##### Supplied records

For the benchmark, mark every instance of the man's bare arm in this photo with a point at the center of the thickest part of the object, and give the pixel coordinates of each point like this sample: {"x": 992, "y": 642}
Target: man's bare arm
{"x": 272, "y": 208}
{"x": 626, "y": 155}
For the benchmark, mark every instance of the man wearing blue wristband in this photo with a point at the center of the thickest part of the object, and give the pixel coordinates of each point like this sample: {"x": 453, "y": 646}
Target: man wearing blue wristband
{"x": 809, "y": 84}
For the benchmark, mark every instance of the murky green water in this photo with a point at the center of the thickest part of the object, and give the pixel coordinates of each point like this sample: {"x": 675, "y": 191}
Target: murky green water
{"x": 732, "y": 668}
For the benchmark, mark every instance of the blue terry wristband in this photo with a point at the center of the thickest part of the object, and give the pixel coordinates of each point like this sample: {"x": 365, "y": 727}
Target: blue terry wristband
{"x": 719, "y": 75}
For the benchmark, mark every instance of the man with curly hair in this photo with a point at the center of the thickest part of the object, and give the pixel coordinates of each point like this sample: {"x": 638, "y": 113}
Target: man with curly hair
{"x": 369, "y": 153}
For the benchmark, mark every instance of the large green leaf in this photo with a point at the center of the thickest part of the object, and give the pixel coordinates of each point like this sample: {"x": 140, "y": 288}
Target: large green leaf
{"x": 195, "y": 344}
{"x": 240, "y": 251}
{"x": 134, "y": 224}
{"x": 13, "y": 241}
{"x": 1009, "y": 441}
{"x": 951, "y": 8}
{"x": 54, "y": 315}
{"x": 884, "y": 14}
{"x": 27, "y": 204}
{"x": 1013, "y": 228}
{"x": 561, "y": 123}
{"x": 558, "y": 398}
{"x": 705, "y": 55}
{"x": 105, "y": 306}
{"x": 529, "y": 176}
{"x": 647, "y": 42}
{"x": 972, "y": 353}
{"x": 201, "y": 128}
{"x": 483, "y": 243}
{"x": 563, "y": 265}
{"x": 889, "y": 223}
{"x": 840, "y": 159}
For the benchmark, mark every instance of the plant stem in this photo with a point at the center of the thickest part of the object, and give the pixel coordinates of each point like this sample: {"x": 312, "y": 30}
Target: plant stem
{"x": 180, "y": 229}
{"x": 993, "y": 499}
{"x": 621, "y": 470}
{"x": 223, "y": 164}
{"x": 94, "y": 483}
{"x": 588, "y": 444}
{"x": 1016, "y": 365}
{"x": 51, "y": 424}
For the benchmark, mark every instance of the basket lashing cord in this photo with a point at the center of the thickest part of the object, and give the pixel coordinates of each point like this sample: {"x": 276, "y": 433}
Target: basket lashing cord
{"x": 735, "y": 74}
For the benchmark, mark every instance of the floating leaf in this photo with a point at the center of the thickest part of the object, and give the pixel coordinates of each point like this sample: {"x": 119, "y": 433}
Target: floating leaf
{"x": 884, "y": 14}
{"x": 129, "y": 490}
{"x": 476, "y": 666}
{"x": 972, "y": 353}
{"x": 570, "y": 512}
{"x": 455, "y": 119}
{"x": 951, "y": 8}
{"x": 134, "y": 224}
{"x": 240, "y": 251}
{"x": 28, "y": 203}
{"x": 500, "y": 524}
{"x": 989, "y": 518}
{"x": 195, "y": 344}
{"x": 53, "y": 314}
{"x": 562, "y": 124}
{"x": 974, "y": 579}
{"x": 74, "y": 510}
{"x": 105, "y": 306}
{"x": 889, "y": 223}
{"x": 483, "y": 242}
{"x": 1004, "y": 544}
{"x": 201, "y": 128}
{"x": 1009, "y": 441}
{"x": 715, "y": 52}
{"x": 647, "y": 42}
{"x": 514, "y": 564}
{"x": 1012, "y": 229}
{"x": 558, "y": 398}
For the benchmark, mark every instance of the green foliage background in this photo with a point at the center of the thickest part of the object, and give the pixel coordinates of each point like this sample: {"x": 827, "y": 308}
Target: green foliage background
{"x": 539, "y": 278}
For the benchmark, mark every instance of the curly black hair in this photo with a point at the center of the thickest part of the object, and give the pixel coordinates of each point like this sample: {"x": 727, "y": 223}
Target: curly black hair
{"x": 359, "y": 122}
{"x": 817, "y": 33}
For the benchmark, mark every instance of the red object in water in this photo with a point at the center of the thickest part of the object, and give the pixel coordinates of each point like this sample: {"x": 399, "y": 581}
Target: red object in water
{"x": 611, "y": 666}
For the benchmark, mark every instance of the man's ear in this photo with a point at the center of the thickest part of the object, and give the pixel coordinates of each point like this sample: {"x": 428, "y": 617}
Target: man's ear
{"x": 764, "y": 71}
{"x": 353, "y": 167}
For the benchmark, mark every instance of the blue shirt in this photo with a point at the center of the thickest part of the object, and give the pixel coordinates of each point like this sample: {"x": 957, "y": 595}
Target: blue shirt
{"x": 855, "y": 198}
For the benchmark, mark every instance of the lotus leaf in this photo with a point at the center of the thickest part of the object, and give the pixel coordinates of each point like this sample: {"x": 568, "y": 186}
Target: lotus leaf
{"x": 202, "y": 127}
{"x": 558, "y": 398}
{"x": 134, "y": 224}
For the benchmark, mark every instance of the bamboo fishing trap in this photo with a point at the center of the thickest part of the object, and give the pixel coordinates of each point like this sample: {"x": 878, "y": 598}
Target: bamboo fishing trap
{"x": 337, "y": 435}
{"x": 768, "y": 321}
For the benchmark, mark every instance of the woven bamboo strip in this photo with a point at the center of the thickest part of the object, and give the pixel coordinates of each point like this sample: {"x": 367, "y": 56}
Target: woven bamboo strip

##########

- [Work to complete]
Rewrite all of the rows above, replacing "thickest" with "widest" everywhere it appears and keeping everything else the same.

- [Response]
For the benchmark, mark every instance of the man's bare arm in this photo with a point at the center of the widest part of the object, and give the pixel coordinates of each point like this sample: {"x": 992, "y": 642}
Target: man's bare arm
{"x": 272, "y": 208}
{"x": 626, "y": 155}
For the benchmark, mark every instance of the man wearing blue wristband in this photo with a point at the center of the widest part of the object, and give the pixel coordinates of each point like this sample: {"x": 453, "y": 646}
Target: man wearing blue wristband
{"x": 809, "y": 84}
For the benchmark, mark every instance of the murky green water in this photo with a point at the center of the widest part of the object, and give the pixel coordinates of each point like this sample: {"x": 675, "y": 191}
Target: murky green water
{"x": 732, "y": 668}
For the benchmark, mark every instance of the blue terry wristband in this photo with a point at the center of the widest part of the object, and give the pixel coordinates of each point like this sample: {"x": 365, "y": 727}
Target: blue terry wristband
{"x": 719, "y": 75}
For the benchmark, mark every instance of the man with curly hair in this photo with a point at the center of the widest part of the object, and give the pixel coordinates of each point like this sample: {"x": 638, "y": 113}
Target: man with curly hair
{"x": 369, "y": 153}
For the benchmark, mark every instance of the large green leaf in this photo with a point at the center of the widest part of the object, and give the pixel coordinates of each point like this sample: {"x": 140, "y": 288}
Target: large green leaf
{"x": 195, "y": 344}
{"x": 240, "y": 251}
{"x": 134, "y": 224}
{"x": 13, "y": 241}
{"x": 1009, "y": 441}
{"x": 951, "y": 8}
{"x": 54, "y": 315}
{"x": 884, "y": 14}
{"x": 27, "y": 204}
{"x": 1013, "y": 228}
{"x": 561, "y": 123}
{"x": 558, "y": 398}
{"x": 705, "y": 55}
{"x": 105, "y": 306}
{"x": 529, "y": 176}
{"x": 647, "y": 42}
{"x": 972, "y": 353}
{"x": 201, "y": 128}
{"x": 483, "y": 243}
{"x": 563, "y": 265}
{"x": 889, "y": 223}
{"x": 840, "y": 159}
For the benchmark, mark every instance of the plant stem in this photo with a point at the center of the widest part of the object, and give the pixel coordinates of each point like this sample: {"x": 312, "y": 30}
Target: plant stem
{"x": 180, "y": 229}
{"x": 993, "y": 499}
{"x": 621, "y": 470}
{"x": 223, "y": 164}
{"x": 94, "y": 483}
{"x": 588, "y": 444}
{"x": 1016, "y": 365}
{"x": 51, "y": 424}
For the benchmark, mark every instance of the basket lashing cord in this photo with a point at the center of the widest part of the object, and give the pixel coordinates of each point like this sample: {"x": 276, "y": 433}
Target: basket lashing cord
{"x": 735, "y": 74}
For the benchmark, mark every instance of the floating leaf in this photo with a point at the center of the widest part of the object, and give the pixel coordinates of each point like this sample: {"x": 119, "y": 433}
Target: floating leaf
{"x": 884, "y": 14}
{"x": 129, "y": 490}
{"x": 476, "y": 666}
{"x": 972, "y": 353}
{"x": 570, "y": 512}
{"x": 455, "y": 119}
{"x": 951, "y": 8}
{"x": 134, "y": 224}
{"x": 240, "y": 251}
{"x": 28, "y": 203}
{"x": 500, "y": 524}
{"x": 989, "y": 518}
{"x": 195, "y": 344}
{"x": 53, "y": 314}
{"x": 562, "y": 124}
{"x": 974, "y": 579}
{"x": 74, "y": 510}
{"x": 105, "y": 306}
{"x": 889, "y": 223}
{"x": 483, "y": 242}
{"x": 1004, "y": 544}
{"x": 201, "y": 128}
{"x": 1009, "y": 441}
{"x": 715, "y": 52}
{"x": 647, "y": 42}
{"x": 514, "y": 564}
{"x": 1012, "y": 229}
{"x": 558, "y": 398}
For the benchmark, mark every instance of the green foliage background in this photo with a point at the center of the widest part of the object, and give the pixel coordinates of each point like this sample: {"x": 827, "y": 308}
Target: green foliage background
{"x": 539, "y": 278}
For the benchmark, mark every instance of the curly black hair in this photo with a point at the center of the widest part of the object, and give the pixel coordinates of each point like this sample: {"x": 727, "y": 223}
Target: curly black hair
{"x": 359, "y": 122}
{"x": 817, "y": 33}
For the benchmark, mark every instance of the red object in water in this photo with a point at the center of the widest part of the object, and give the pixel coordinates of each point like this sample: {"x": 399, "y": 581}
Target: red object in water
{"x": 611, "y": 666}
For the benchmark, mark every instance of the man's ear in this photo with a point at the center of the widest part of the object, and give the pixel coordinates of each point like this sample: {"x": 428, "y": 617}
Target: man's ear
{"x": 764, "y": 71}
{"x": 353, "y": 167}
For the benchmark, mark every instance of the blue shirt in this photo with a point at the center of the widest part of the object, and give the pixel coordinates of each point like this sample: {"x": 957, "y": 595}
Target: blue shirt
{"x": 855, "y": 198}
For the benchmark, mark every instance of the lotus leaf in this photo with a point at the center of the widest part of the object, and give the pixel coordinates of each point like this sample: {"x": 568, "y": 186}
Target: lotus leaf
{"x": 202, "y": 127}
{"x": 558, "y": 398}
{"x": 134, "y": 224}
For the benchmark, mark every instance of the bamboo fishing trap in this photo with a point at the center of the widest part of the object, and give the pixel coordinates of each point like this sample: {"x": 878, "y": 598}
Target: bamboo fishing trap
{"x": 337, "y": 435}
{"x": 768, "y": 321}
For the benchmark, mark every instance of the woven bamboo strip in this photo with a point at the center of the widest part of the object, and give the pixel coordinates of each point like this sample: {"x": 367, "y": 56}
Target: woven bamboo strip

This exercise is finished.